Exercise aim: Which lines in the rows below contain the string "roman"? Copy each such line in full.

Data records:
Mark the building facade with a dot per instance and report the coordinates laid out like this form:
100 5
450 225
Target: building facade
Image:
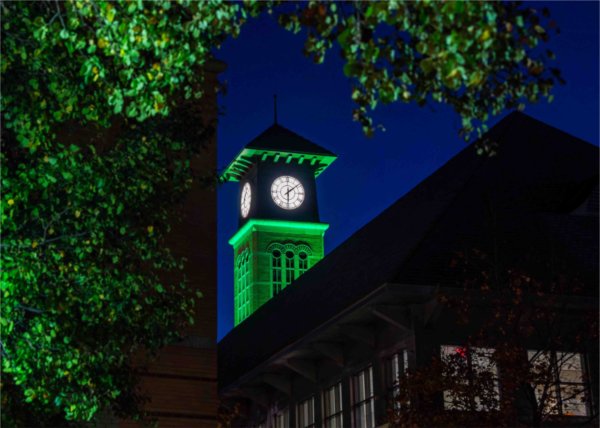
280 235
334 347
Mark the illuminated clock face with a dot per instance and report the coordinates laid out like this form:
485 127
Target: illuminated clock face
287 192
246 200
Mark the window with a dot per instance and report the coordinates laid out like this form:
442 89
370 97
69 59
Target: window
477 388
289 267
281 419
288 262
302 263
242 296
276 272
363 399
559 382
332 407
395 367
305 413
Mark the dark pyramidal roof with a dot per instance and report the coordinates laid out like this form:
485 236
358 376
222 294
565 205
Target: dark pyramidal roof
278 138
520 202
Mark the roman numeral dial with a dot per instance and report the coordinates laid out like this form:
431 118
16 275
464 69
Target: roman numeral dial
287 192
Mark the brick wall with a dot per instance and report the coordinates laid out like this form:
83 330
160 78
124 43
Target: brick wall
182 382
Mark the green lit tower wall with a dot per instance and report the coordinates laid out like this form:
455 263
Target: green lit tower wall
280 235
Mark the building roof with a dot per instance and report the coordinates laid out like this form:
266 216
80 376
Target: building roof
276 143
519 201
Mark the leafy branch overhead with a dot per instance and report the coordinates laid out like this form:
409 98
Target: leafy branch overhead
99 127
478 57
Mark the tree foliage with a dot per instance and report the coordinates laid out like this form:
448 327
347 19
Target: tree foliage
478 57
95 159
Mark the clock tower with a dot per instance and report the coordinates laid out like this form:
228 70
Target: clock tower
280 235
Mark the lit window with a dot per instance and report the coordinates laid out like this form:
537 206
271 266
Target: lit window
288 262
305 413
559 382
242 297
302 263
363 399
478 387
395 368
281 419
289 267
276 272
332 406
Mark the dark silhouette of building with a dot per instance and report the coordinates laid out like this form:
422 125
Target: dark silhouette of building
327 349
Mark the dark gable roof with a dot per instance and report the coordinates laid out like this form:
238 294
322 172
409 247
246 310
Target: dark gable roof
523 188
278 138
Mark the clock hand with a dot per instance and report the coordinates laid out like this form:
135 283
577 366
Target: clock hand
288 192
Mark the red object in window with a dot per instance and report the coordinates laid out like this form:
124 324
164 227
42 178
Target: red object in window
462 352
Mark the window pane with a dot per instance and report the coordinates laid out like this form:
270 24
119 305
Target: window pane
363 399
306 413
332 406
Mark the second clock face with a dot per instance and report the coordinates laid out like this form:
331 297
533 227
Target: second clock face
246 200
287 192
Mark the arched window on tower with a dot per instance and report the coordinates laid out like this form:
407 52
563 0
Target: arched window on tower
289 266
302 262
242 297
288 262
276 277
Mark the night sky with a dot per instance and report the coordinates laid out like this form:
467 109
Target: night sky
370 174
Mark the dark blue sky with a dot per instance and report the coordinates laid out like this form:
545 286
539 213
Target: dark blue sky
370 174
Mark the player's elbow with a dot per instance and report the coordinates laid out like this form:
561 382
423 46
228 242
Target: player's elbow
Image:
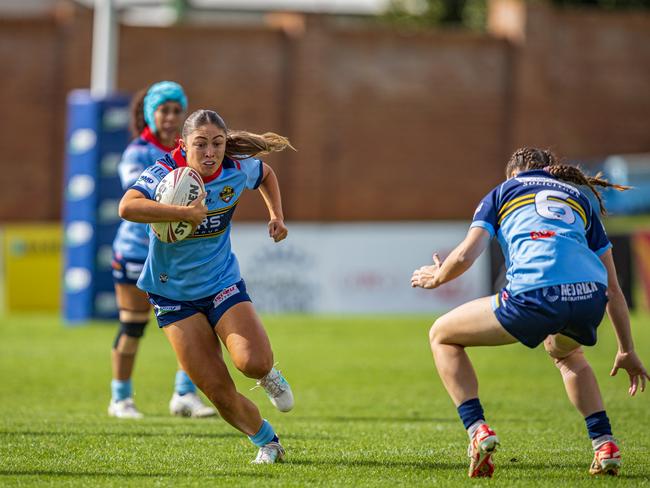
465 257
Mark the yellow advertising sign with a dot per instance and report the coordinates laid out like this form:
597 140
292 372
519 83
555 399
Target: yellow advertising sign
33 262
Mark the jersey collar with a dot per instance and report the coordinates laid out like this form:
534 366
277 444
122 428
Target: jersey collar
179 158
150 137
535 172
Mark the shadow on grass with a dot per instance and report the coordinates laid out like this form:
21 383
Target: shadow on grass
193 474
539 468
149 434
371 463
128 433
341 418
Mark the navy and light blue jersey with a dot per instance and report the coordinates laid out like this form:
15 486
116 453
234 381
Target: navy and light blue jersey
132 240
548 231
203 263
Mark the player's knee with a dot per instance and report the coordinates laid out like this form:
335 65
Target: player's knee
134 316
128 336
437 332
253 365
222 396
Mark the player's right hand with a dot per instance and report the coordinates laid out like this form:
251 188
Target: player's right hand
196 211
631 363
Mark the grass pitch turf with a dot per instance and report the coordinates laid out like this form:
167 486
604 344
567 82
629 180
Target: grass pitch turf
370 411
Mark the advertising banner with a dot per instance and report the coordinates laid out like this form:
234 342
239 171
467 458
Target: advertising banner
32 267
353 268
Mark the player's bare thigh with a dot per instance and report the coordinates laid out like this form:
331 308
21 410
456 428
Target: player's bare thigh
243 334
199 353
131 301
470 324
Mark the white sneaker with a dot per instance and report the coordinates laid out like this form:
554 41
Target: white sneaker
124 409
278 390
190 405
269 453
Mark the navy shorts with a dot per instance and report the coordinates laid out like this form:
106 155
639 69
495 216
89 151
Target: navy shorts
213 307
574 310
126 271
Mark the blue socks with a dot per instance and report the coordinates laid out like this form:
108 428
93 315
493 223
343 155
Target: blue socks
121 389
598 425
265 435
470 412
183 383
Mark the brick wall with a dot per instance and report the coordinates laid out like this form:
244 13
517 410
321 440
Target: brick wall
388 125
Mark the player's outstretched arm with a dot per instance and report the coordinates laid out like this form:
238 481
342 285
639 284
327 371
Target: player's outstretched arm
458 261
626 357
135 207
270 190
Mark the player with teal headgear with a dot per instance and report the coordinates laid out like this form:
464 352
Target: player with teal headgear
159 93
156 118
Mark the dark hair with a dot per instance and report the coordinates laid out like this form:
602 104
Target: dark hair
529 158
239 143
137 123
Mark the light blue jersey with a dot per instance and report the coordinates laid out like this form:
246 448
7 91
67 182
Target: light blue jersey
548 231
203 264
132 240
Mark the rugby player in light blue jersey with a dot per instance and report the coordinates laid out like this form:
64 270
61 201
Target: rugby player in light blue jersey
561 279
195 285
156 119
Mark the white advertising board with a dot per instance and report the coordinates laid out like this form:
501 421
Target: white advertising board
352 268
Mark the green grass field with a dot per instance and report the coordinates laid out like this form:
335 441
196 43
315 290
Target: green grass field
370 411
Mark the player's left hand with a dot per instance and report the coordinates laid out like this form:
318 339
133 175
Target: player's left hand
425 277
277 230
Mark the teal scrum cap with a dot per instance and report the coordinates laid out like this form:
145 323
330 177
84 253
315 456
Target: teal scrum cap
159 93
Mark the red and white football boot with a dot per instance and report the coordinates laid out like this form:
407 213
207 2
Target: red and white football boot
480 450
607 460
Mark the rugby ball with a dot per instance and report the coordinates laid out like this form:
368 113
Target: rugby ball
180 187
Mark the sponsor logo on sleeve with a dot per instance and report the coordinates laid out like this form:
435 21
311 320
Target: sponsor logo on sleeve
162 310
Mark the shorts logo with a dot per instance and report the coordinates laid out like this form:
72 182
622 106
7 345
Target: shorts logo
227 193
576 292
552 293
166 309
224 295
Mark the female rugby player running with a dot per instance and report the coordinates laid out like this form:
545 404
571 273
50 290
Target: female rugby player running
156 118
195 286
561 279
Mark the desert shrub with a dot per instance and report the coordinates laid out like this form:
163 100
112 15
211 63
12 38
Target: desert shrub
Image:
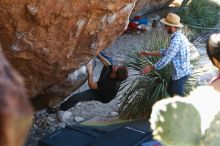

Reply to the exercise:
Mark the roman numeral dial with a dot per instance and report the coordinates laid out like this form:
Target: roman numeral dial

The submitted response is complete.